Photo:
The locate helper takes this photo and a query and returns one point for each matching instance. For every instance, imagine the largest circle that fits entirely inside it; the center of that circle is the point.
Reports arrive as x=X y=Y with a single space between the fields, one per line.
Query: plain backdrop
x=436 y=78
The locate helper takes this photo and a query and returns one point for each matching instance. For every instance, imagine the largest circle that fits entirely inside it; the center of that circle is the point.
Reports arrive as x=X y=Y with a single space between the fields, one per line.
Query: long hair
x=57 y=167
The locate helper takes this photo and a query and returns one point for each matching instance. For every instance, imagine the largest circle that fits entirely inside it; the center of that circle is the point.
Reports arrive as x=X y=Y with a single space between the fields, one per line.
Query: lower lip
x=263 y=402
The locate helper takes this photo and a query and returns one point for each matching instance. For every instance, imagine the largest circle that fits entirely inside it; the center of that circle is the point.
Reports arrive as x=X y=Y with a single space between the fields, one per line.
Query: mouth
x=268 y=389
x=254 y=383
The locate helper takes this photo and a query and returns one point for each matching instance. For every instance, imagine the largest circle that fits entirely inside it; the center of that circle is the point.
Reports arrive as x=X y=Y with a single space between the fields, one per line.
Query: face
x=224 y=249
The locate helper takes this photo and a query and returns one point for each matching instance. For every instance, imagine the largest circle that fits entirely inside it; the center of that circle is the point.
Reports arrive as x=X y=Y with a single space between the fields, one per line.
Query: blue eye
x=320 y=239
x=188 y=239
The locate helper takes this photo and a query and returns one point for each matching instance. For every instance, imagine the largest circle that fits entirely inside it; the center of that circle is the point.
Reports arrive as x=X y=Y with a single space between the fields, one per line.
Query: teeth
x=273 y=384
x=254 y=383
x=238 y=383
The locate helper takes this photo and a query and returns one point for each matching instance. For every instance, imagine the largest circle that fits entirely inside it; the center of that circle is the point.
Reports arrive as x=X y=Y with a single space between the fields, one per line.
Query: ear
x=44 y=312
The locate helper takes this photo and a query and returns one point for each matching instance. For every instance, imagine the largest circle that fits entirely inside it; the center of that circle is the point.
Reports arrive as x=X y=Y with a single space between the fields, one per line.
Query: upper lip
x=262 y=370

********************

Пожалуйста, перепишите все строки записей выше в виде таблицы Markdown со столбцами «Номер» (порядковый номер строки) и «Содержание» (сама строка). Пустые строки в таблицу не включайте.

| Номер | Содержание |
|---|---|
| 1 | Photo: |
| 2 | The locate helper takes this photo and a query and returns one point for each matching instance. For every instance, imagine the largest circle that fits entirely inside it; the center of that circle is the point. |
| 3 | Reports arrive as x=X y=Y with a single space between the fields, one per line. |
| 4 | Query: plain backdrop |
| 5 | x=436 y=78 |
| 6 | The locate helper takes this photo and a query and returns one point for each matching instance. For every instance, imagine the largest circle that fits entirely inside it; the center of that circle is the point. |
| 7 | Reports arrive as x=X y=Y with a single space between the fields, one per line. |
| 8 | Query: long hair |
| 9 | x=57 y=167 |
| 10 | The locate helper takes this photo and a query and returns one point for each matching instance. For every instance, imagine the largest circle that fits entirely inside it; the center of that circle is the point. |
| 11 | Reports arrive as x=X y=Y with a single space between the fields, one per line. |
| 12 | Query: lower lip |
| 13 | x=263 y=402 |
| 14 | The locate helper takes this photo and a query and returns one point for each matching instance. For every instance, imagine the largest circle that fits entirely inside it; the center of that circle is the point. |
| 15 | Reports arrive as x=X y=Y with a single space between the fields, one per line. |
| 16 | Query: mouth |
| 17 | x=268 y=389 |
| 18 | x=254 y=383 |
| 19 | The locate helper takes this photo and a query and returns one point for each matching instance. For every instance, imagine the largest circle that fits entirely inside it; the center of that circle is the point. |
| 20 | Reports arrive as x=X y=Y with a single space between the fields, one per line. |
| 21 | Query: face |
| 22 | x=224 y=249 |
| 23 | The locate helper takes this photo and a query and returns one point for each matching instance. For every instance, imagine the largest circle that fits entirely inside it; the center of that circle is the point. |
| 24 | Reports arrive as x=X y=Y with a single space between the fields, one per line. |
| 25 | Query: blue eye |
| 26 | x=320 y=239 |
| 27 | x=188 y=239 |
| 28 | The locate helper takes this photo and a query and returns one point for each matching instance. For every instance, imagine the largest circle that fits entirely inside it; the center of that circle is the point. |
| 29 | Reports arrive as x=X y=Y with a single space between the fields, one per line. |
| 30 | Query: teeth |
| 31 | x=273 y=384 |
| 32 | x=254 y=383 |
| 33 | x=238 y=383 |
| 34 | The locate helper takes this photo and a query and returns one point for each matching instance. For every instance, imagine the largest circle that fits entirely inside it; the center of that circle is the point. |
| 35 | Reports arrive as x=X y=Y with a single space between the fields, one per line. |
| 36 | Query: ear |
| 37 | x=44 y=312 |
| 38 | The locate helper takes this photo and a query and returns one point for each matching instance. For every instance, imagine the largest circle that fits entirely inside it; the center of that circle is the point. |
| 39 | Reports arrive as x=X y=Y with a single space between the fields, one per line. |
| 40 | Query: upper lip |
| 41 | x=262 y=370 |